- [WHAT IS ASKED]:
Copy out the lines below word for word, leaving out the pictures.

---

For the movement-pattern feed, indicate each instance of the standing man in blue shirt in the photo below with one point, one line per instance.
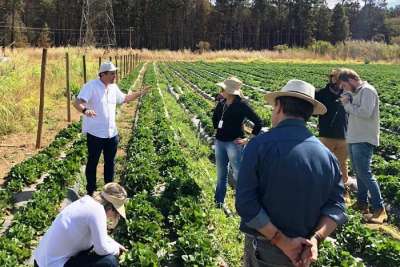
(290, 189)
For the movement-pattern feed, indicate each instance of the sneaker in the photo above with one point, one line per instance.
(346, 196)
(225, 208)
(361, 207)
(379, 217)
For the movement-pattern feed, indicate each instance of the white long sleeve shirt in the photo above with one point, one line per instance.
(79, 226)
(103, 100)
(363, 125)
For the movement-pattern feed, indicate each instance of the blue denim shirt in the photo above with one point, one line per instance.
(289, 178)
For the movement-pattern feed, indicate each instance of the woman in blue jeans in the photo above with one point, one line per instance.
(228, 118)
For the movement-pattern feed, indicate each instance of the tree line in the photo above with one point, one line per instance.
(218, 24)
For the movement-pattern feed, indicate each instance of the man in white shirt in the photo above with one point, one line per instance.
(78, 236)
(97, 101)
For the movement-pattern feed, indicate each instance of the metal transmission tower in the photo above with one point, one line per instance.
(97, 24)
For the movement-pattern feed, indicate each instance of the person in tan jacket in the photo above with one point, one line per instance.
(362, 105)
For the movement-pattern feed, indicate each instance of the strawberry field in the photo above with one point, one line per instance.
(169, 171)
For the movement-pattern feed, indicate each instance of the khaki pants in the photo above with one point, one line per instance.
(339, 148)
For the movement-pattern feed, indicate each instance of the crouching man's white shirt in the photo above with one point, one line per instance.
(79, 226)
(103, 100)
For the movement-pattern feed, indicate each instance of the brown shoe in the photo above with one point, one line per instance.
(379, 217)
(361, 207)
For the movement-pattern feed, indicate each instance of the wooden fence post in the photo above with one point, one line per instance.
(41, 103)
(68, 89)
(84, 69)
(117, 71)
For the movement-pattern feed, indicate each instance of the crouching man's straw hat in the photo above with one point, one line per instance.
(116, 195)
(232, 86)
(299, 89)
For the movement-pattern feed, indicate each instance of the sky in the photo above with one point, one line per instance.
(391, 3)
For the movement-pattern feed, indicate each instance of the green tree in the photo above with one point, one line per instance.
(340, 24)
(323, 21)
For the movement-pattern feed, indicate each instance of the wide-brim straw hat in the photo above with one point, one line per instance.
(107, 66)
(299, 89)
(232, 86)
(118, 201)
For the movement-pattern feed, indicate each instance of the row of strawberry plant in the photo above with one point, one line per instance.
(356, 223)
(333, 255)
(30, 170)
(259, 78)
(195, 103)
(390, 145)
(274, 75)
(157, 177)
(31, 221)
(209, 87)
(390, 184)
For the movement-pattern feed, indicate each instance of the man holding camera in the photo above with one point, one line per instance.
(362, 105)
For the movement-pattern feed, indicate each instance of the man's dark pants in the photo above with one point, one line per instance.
(260, 253)
(90, 259)
(95, 146)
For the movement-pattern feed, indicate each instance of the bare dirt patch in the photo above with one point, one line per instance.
(14, 148)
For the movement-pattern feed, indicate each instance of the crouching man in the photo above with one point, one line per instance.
(78, 236)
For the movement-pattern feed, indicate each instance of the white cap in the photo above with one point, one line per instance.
(107, 66)
(299, 89)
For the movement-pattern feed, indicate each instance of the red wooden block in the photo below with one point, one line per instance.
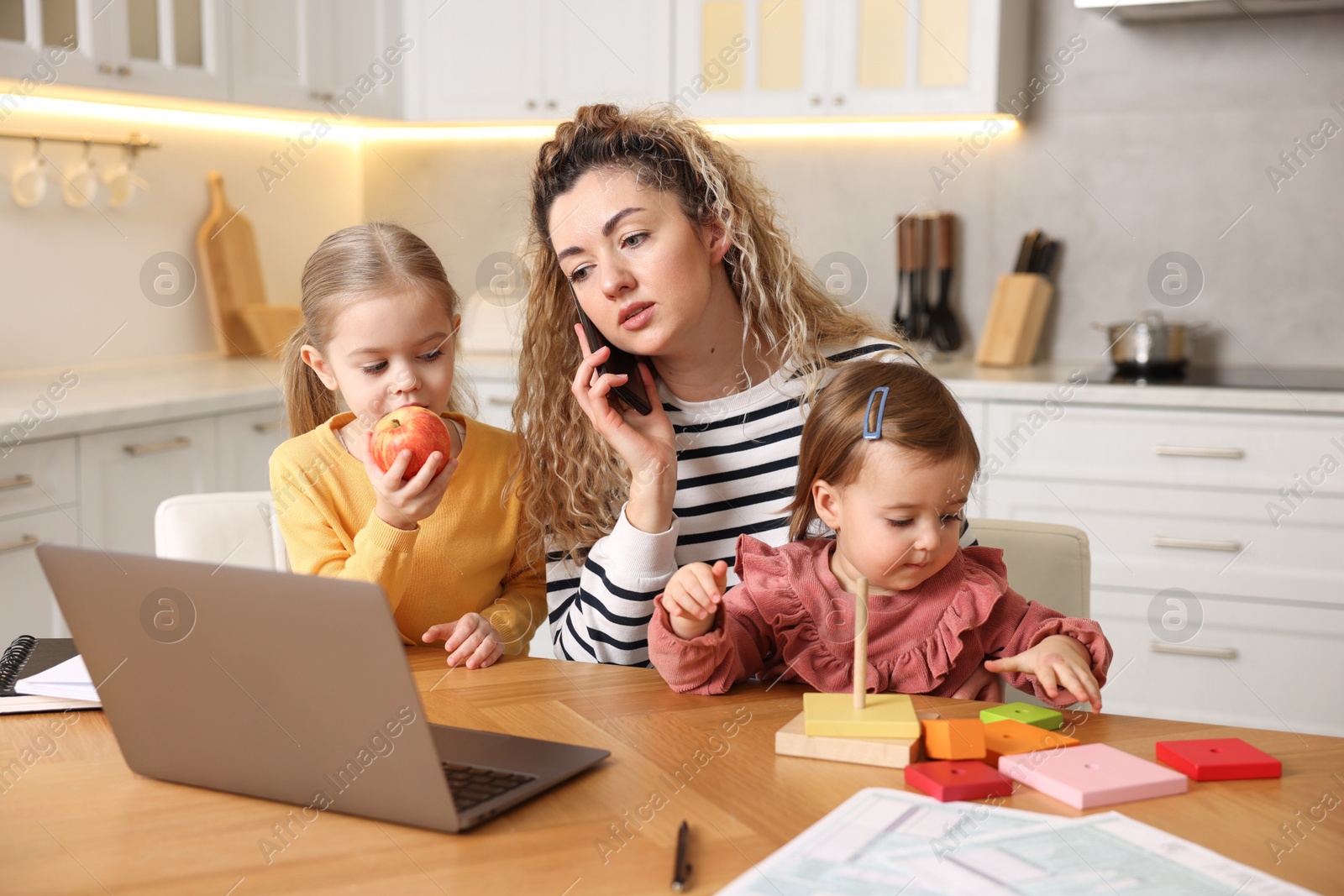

---

- [THE RESULT]:
For the movement-pattern feed, indicate each instance of the standing man in blue shirt in the photo below with one point, one line per instance.
(290, 189)
For the movement-pattern feed, indicate each instance of the sneaker in the photo above with one point, one line per instance.
(346, 196)
(225, 208)
(361, 207)
(379, 217)
For the movement-pattern feed, indicate each instance of the white long sleeve shirt in the photo above with one point, one line per instance.
(79, 226)
(103, 100)
(363, 125)
For the movement-pattern feed, indicate each instance of the blue denim shirt in the photo above with one point, one line per instance.
(289, 178)
For the movement-pattern feed, indicate each instance of the woman in blue jeans in the photo above with one point, one line per instance.
(228, 118)
For the movement-pattern feed, indicate each instance of the tree line in the photo above with one point, one line per instance.
(218, 24)
For the movement-pattern feed, indicate each instance of the man in white shirt in the photo above with one point, one line per instance.
(78, 236)
(97, 101)
For the movement-pattern feed, indicate each instance of the metal transmission tower in the photo above with one point, one line per instance.
(97, 24)
For the movement-pattern feed, indicate each instance of the person in tan jacket in the photo above with one point, one line per instance.
(362, 105)
For the movement-pattern feed, indicate each instance of the strawberry field in the photo above with one point, one line per instance.
(169, 171)
For the movement-pattern feed, indicate each instance of the khaki pants in the photo above with one point, one line per instance.
(339, 148)
For the movement-pattern feed, indicate each instance of the crouching man's white shirt in the photo above with one point, one line per instance.
(79, 226)
(103, 100)
For the movement-pattern feed, indicate each instance of the brown shoe in the photo above with one point, one line per instance.
(379, 217)
(361, 207)
For the movement-pattern feed, indicate each instance of the wooden fence post in the photo above with one point, one line per instance.
(41, 103)
(68, 89)
(84, 69)
(117, 71)
For the movement-pattern feed, indicate each instance of the crouching man's straw hat in the photo above with one point, one line per instance.
(116, 195)
(232, 86)
(299, 89)
For the movement-pattern feed, indicate each instance of the sky in the photo above with one point, one line per instance.
(391, 3)
For the movement-pattern feed, indicate each instance of the green tree in the photo above with one point, one line per instance.
(340, 24)
(323, 21)
For the movement-pattern feed, indicate each instance of the wide-brim straw hat in the photo above with one point, one line per instance.
(107, 66)
(299, 89)
(232, 86)
(118, 201)
For the movement-pattern feed, indicate each instance of the row of strawberry plant in the photo above with one point, one line per instance.
(356, 223)
(333, 255)
(30, 170)
(259, 78)
(195, 103)
(390, 145)
(274, 75)
(157, 177)
(31, 221)
(209, 87)
(390, 184)
For the movement-pattern feed, indicate each instance of the man holding camera in the photo above with one point, one line per instance.
(362, 105)
For the movement-pattern feed, indicate each instance of the man's dark pants in the photo above with one point, one line per instance.
(260, 253)
(90, 259)
(95, 146)
For the movement-pattern feed, indicate each instance of the bare dirt patch in the photo above with one point, one line per instance.
(14, 148)
For the movement-pattern feed, indicate each instance of the crouching man in the photo above with one point, one line per instance.
(78, 236)
For the movement-pattern feed, indicate each instance of the white cap in the photo above with one point, one line per instance.
(107, 66)
(299, 89)
For the movement-pattern feed, indicate each instance of the red wooden block in the photo below with one point, one line per instance.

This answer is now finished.